* _Passage shown_
● ● ●
But at least this time the Jets are starting out on the right foot, even if they got there in a backwards way. Because a huge key for any sports operation is for a coach and general manager to share the same vision, to be able to work together and solve their differences in a professional way.

So it's nothing but a good thing that Joe Douglas, the new Jets GM, was the hand-picked choice of new Jets coach Adam Gase. Yes, that's the reverse of how it usually happens. But in the end, it won't matter how they got there, as long as the Jets' two most powerful people begin and remain on the same page.

"The Jets job isn't a bad one at all, but people were worried about who is really in control," said one NFL executive. "A GM who didn't have a history with Gase would've worried about who had the real power in that organization. But that won't be a problem here. Douglas is Gase's guy."

 

And that matters - a lot - because Gase made it clear from almost the moment he was hired by the Jets back in early January that former Jets GM Mike Maccagnan wasn't his guy, and it became clear over time that they didn't agree on much. As a result, Gase began a passive-aggressive push that eventually shoved Maccagnan out the door. And from long before Maccagnan was fired on May 15, Gase let people around the league know that he hoped the Jets would hire Douglas, whom he knew from their one year together in Chicago in 2015.
● ● ●
* _Written instruction_
Extend the article on the Jets' hiring of Joe Douglas by writing the paragraphs that follow its final sentence.

* _Location annotation dataset excerpts_
● ● ●
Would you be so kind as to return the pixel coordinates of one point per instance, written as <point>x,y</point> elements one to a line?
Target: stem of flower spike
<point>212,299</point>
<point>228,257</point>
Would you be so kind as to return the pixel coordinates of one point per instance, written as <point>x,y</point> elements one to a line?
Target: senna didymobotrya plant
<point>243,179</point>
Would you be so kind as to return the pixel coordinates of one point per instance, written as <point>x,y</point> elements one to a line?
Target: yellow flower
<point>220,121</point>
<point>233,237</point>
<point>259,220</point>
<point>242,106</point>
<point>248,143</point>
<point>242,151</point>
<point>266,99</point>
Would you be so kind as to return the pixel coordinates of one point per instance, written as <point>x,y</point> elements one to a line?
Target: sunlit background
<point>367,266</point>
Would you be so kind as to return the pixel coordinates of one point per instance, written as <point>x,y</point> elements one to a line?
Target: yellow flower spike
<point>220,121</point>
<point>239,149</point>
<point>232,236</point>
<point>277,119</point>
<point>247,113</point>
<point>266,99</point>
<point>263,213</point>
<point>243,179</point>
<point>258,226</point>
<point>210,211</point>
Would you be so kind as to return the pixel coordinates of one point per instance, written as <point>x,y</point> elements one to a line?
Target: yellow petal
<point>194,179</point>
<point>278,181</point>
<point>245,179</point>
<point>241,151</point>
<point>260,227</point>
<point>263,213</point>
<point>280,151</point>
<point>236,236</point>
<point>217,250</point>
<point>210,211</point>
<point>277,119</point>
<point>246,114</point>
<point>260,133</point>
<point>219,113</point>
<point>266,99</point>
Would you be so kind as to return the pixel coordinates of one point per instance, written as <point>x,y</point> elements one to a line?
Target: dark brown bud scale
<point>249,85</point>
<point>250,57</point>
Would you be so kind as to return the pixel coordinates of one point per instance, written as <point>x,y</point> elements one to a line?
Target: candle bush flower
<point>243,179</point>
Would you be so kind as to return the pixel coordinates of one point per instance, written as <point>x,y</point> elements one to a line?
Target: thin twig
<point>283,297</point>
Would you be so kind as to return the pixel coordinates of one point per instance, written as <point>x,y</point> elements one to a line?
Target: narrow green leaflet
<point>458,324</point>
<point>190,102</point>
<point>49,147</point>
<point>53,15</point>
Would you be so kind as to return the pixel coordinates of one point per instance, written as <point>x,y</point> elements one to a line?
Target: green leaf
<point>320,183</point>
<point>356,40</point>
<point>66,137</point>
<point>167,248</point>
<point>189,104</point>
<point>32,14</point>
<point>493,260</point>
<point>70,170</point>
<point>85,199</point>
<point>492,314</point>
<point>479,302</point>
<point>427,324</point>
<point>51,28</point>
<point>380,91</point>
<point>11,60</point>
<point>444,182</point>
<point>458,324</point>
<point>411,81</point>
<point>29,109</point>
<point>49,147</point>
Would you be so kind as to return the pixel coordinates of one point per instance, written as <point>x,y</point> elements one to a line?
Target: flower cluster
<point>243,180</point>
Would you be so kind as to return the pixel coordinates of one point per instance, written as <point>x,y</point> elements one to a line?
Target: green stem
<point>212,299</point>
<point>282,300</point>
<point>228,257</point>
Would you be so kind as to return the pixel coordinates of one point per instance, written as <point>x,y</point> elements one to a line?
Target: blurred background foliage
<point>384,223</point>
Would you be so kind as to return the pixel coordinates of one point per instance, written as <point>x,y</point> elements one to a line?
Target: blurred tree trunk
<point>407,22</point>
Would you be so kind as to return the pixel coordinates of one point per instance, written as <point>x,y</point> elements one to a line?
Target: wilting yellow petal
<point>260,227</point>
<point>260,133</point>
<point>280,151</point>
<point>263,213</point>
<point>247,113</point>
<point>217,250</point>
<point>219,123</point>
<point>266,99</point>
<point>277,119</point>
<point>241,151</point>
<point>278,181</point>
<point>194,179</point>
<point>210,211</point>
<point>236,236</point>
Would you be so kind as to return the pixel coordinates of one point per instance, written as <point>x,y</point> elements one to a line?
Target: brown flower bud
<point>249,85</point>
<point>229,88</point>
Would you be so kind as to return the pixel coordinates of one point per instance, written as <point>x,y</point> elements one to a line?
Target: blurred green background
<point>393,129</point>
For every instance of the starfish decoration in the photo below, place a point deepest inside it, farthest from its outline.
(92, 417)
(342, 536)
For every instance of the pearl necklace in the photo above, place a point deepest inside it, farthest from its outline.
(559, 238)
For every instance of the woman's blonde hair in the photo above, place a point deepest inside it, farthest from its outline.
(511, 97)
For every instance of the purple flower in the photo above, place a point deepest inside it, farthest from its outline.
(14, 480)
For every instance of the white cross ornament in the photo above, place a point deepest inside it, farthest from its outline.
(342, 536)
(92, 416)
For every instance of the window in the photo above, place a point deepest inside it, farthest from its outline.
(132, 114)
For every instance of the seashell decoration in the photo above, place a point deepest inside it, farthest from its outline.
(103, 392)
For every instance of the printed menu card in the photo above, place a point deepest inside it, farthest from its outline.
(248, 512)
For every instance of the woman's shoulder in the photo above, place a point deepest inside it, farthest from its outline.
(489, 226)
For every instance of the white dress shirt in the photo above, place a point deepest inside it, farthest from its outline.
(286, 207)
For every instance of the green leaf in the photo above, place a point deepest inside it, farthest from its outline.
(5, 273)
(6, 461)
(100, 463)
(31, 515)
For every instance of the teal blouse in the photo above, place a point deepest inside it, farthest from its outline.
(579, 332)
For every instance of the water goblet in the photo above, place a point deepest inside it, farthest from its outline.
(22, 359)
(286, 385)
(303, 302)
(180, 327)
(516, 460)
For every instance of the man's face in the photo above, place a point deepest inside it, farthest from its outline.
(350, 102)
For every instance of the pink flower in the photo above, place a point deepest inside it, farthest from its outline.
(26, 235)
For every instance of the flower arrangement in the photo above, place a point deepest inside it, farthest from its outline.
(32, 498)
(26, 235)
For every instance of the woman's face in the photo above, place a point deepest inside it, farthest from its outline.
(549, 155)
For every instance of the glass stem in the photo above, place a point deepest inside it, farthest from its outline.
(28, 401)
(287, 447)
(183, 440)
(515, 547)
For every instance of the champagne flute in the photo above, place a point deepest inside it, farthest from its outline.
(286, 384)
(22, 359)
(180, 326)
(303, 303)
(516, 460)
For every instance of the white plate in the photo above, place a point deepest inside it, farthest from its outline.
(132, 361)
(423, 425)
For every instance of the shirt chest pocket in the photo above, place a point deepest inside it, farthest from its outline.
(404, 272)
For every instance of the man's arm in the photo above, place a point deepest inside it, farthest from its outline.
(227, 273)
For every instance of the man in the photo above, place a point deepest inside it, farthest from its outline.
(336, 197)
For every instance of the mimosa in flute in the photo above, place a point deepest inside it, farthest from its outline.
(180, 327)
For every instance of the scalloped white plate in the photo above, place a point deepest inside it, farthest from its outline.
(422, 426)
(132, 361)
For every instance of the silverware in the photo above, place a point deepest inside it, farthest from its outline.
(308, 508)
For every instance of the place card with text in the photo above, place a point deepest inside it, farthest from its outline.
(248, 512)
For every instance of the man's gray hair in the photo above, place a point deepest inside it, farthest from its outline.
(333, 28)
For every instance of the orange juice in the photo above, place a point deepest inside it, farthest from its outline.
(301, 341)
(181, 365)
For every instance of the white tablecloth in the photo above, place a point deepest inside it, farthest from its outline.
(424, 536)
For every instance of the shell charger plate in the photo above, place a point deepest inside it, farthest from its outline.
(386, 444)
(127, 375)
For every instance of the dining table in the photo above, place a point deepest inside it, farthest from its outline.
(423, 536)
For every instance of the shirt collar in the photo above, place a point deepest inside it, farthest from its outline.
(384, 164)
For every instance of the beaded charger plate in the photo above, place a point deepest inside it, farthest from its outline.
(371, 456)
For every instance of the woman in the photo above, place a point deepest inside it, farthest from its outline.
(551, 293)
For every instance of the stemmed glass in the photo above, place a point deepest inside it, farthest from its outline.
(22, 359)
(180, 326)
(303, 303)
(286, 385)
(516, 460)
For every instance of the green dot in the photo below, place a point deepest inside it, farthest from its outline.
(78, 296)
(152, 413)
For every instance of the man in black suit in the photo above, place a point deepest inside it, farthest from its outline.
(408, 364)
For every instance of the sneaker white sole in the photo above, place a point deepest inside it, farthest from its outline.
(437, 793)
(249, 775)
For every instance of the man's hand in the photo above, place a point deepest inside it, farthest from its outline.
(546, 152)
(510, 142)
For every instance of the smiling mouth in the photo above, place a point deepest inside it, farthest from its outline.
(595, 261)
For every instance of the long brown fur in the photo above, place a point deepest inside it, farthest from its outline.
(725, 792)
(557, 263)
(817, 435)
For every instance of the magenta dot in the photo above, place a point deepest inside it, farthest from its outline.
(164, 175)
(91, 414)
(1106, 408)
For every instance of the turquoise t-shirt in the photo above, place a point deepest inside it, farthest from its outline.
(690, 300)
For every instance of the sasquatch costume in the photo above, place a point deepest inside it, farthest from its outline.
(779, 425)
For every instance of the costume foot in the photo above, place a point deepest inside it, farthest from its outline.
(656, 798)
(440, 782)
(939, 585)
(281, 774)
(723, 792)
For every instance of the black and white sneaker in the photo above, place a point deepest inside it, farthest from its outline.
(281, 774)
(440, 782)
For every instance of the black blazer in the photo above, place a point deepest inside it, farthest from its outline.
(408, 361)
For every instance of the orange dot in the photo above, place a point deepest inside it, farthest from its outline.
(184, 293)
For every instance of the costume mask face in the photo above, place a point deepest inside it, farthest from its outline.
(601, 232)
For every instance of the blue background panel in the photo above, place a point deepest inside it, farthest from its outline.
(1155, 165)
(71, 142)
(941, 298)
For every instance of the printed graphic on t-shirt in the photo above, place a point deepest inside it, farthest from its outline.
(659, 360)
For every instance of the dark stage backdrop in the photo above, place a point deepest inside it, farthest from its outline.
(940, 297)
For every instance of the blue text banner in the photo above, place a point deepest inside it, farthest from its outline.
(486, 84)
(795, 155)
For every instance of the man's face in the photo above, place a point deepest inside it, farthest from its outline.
● ● ●
* _Output of the exercise_
Yes, the Jets interviewed four candidates. And sure, as Gase kept insisting, it was inevitably the decision of Jets CEO Christopher Johnson. But don't be naive: Gase was the one pulling the strings. He was pushing for Douglas -- hard. So hard, in fact, that the Jets had to up their offer to him several times over several days, eventually landing him with a six-year deal believed to be worth about $20 million. Johnson's firing of Maccagnan may have been clumsy and ill-timed, and his wisdom in letting a new coach win a power struggle with an established GM can certainly be questioned, but he deserves credit for going hard after Gase's guy and not letting Douglas give "No" for an answer.

Maybe that does establish Gase as the real power broker in the Jets organization. But again, the important thing here is the Douglas-Gase pairing likely won't be dysfunctional. The pairing of Maccagnan and coach Todd Bowles was an arranged marriage, and though their disagreements rarely bubbled over publicly, multiple sources said the two rarely saw eye-to-eye on many of the Jets' moves. The previous pairing of coach Rex Ryan and GM John Idzik was another arranged marriage and a total disaster. In fact, the Jets haven't had a coach-GM that worked relatively harmoniously since Ryan and GM Mike Tannenbaum were a pair until 2013, when Tannenbaum was shoved out the door.

All anyone has to do is look at the poor results over the years to see why that's important. A GM's job is to build a team that a coach wants, to know what kind of players fit the coach's system and to make sure he gets them. He certainly needs to have his own vision and be willing to make the tough decisions, even over a coach's objection. But he can't simply go rogue and saddle a coach with players that a coach just doesn't want. And when big decisions have to be made -- player discipline, cutting a player or signing a free agent -- the GM and coach have to be able to discuss it, to agree on any decision, and to be understanding with each other if and when they don't.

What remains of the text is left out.